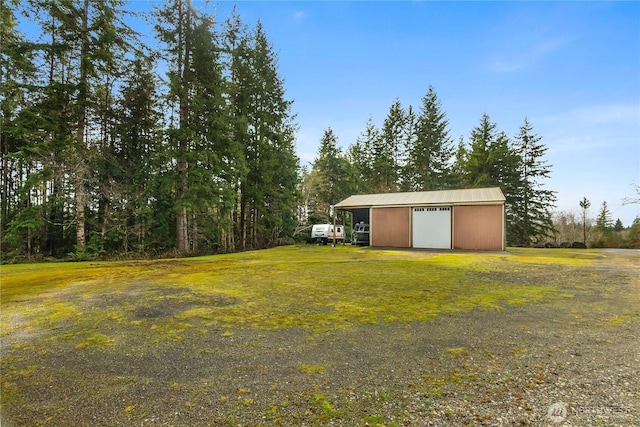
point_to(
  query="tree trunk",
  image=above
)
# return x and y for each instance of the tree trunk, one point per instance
(81, 170)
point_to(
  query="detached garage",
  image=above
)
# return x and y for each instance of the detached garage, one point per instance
(451, 219)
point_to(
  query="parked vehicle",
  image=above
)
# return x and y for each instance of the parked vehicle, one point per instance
(324, 233)
(360, 234)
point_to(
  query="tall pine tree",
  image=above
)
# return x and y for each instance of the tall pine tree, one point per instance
(429, 156)
(531, 205)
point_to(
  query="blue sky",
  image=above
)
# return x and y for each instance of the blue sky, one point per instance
(571, 68)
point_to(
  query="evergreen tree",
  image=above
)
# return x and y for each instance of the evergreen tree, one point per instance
(138, 155)
(330, 171)
(604, 221)
(585, 204)
(530, 219)
(197, 136)
(618, 225)
(361, 158)
(388, 152)
(430, 152)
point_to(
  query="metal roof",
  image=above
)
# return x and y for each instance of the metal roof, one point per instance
(424, 198)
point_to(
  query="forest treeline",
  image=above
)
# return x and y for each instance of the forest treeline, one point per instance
(102, 153)
(110, 147)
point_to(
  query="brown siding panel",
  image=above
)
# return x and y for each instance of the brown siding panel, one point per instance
(391, 227)
(478, 227)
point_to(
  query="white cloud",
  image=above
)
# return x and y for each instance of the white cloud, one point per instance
(519, 60)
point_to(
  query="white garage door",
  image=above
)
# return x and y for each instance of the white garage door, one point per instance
(432, 227)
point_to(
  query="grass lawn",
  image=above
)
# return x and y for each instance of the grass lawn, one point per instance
(316, 288)
(107, 308)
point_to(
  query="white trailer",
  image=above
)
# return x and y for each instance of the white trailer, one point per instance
(325, 233)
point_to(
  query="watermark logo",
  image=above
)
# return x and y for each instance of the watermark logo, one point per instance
(557, 412)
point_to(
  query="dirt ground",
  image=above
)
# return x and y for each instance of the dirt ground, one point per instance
(567, 362)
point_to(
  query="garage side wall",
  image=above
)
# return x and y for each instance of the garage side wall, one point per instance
(478, 227)
(391, 227)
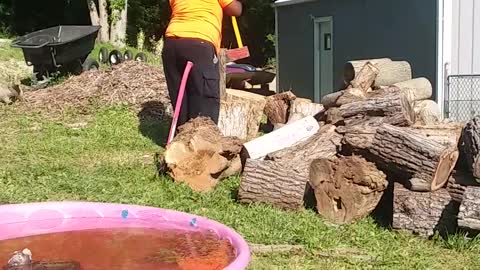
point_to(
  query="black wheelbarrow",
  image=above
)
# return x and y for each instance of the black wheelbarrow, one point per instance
(63, 49)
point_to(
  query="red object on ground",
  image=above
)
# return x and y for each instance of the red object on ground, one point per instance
(178, 105)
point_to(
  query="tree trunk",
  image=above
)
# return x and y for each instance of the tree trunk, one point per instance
(427, 112)
(282, 180)
(199, 155)
(269, 182)
(104, 35)
(424, 213)
(281, 138)
(470, 145)
(469, 214)
(353, 67)
(305, 107)
(92, 7)
(240, 114)
(277, 107)
(365, 78)
(346, 189)
(423, 160)
(394, 107)
(417, 89)
(392, 72)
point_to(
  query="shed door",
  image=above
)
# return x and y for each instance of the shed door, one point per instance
(323, 37)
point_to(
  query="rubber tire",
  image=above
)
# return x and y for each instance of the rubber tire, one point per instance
(128, 55)
(90, 64)
(141, 57)
(103, 55)
(115, 57)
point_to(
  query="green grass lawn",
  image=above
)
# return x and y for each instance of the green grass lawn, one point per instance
(105, 157)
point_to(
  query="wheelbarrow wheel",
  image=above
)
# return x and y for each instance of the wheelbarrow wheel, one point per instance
(128, 55)
(103, 55)
(141, 57)
(115, 57)
(90, 64)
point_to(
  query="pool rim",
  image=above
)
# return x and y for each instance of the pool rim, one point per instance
(114, 210)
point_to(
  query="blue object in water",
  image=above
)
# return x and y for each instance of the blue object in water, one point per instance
(193, 222)
(124, 213)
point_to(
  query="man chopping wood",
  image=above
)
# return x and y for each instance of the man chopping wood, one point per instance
(194, 34)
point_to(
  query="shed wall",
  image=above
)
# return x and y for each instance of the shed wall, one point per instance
(401, 30)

━━━━━━

• **REQUIRED ACTION**
Every line above is to be repeated exactly, but no picture is to appear in the copy.

• **SOLUTION FOR THIS PROBLEM**
point_to(
  query="tree trunk",
  image=above
)
# return x and y for each instance of the tree trunk, one point per instance
(81, 170)
point_to(
  query="detached garage",
  image=above
)
# return x and y for each instance of the detached garage, one point per instance
(451, 219)
point_to(
  query="parked vehicle",
  image=above
)
# return x and y for each instance of the parked vehicle, one point per instance
(324, 233)
(360, 234)
point_to(
  query="tall pine tree",
  image=above
)
# return x and y for each instance of the tall pine tree, one point per instance
(429, 156)
(531, 205)
point_to(
  query="blue sky",
  image=above
)
# return x and y for each instance of the blue sky, one point per instance
(571, 68)
point_to(
  query="evergreen tree",
  image=above
)
# return x and y for each instance of the evergreen tree, one point per instance
(138, 155)
(330, 171)
(604, 221)
(585, 204)
(530, 219)
(197, 136)
(618, 225)
(361, 158)
(388, 152)
(430, 152)
point_to(
  query="metal roof",
  image=above
)
# return x and y for each instance of the metal roof, one point per instance
(424, 198)
point_to(
  query="forest treeline",
  image=above
)
# return x and y for each instance of the forest treeline, one point per instance
(102, 153)
(110, 147)
point_to(
  query="brown siding panel",
  image=above
)
# return x and y for each instance of the brown siding panel, one point per instance
(391, 227)
(478, 227)
point_to(
  query="white cloud",
  image=above
)
# return x and y for each instance of the white cloud, one point per instance
(519, 60)
point_to(
  query="white garage door",
  image=above
)
# return x and y for each instance of the white garage door, one point per instance
(432, 227)
point_to(
  query="grass lawn",
  image=above
)
# return x and y for each instance of the grass lawn, one point per instance
(316, 288)
(107, 308)
point_to(
  query="white trailer",
  image=above
)
# return x and y for each instance of the white trailer, one point per instance
(325, 233)
point_to(
  query="watermark logo",
  image=above
)
# return x and y for each instance of the watermark logo, one point per instance
(557, 412)
point_to(
  query="dirt ground",
  image=above
)
# return x and y for each instance of the dirt ground, one point per instance
(567, 362)
point_to(
  query="garage side wall",
  image=above
)
# return x and y for each instance of the garage side wall, one point per instance
(478, 227)
(391, 227)
point_to(
  query="black wheelbarrow",
  image=above
)
# return x and y for each instance of the black wheelbarrow, one point per instance
(63, 49)
point_to(
  query="red object on ground",
  image=above
)
# return x and y for each instance of the red object on ground, one point per instance
(178, 105)
point_to(
  query="tree trunk",
  image=above
)
# return x and y for each instance of the tree trunk, one point per instance
(427, 112)
(282, 180)
(199, 155)
(269, 182)
(104, 35)
(424, 213)
(281, 138)
(470, 145)
(469, 214)
(353, 67)
(305, 107)
(92, 7)
(240, 114)
(277, 107)
(365, 78)
(346, 189)
(423, 160)
(394, 107)
(417, 89)
(392, 72)
point_to(
  query="shed door",
  image=above
)
# return x and y for each instance of the shed door, one point per instance
(323, 37)
point_to(
  query="rubber tire",
  image=above
)
# return x and y for each instance of the rubber tire, one point per instance
(128, 55)
(90, 64)
(141, 57)
(103, 55)
(115, 57)
point_to(
  query="green grass lawn",
  image=above
)
# return x and y for each instance of the green grass lawn, one point per instance
(105, 157)
point_to(
  query="wheelbarrow wheel",
  image=above
)
# return x and y for each instance of the wheelbarrow wheel, one point per instance
(128, 55)
(103, 55)
(141, 57)
(115, 57)
(90, 64)
point_to(
  query="pool rim",
  image=above
)
# return x and y for each instance of the pool rim, one point per instance
(114, 210)
point_to(
  query="blue object in water",
  image=above
)
# return x and y for each instance of the blue object in water, one point per instance
(193, 222)
(124, 213)
point_to(
  query="man chopping wood",
  image=above
)
# return x and y for each instance of the man chopping wood, one point per instance
(194, 34)
point_to(
  query="shed wall",
  image=above
)
# return x and y for each instance of the shed wall, one point per instance
(401, 30)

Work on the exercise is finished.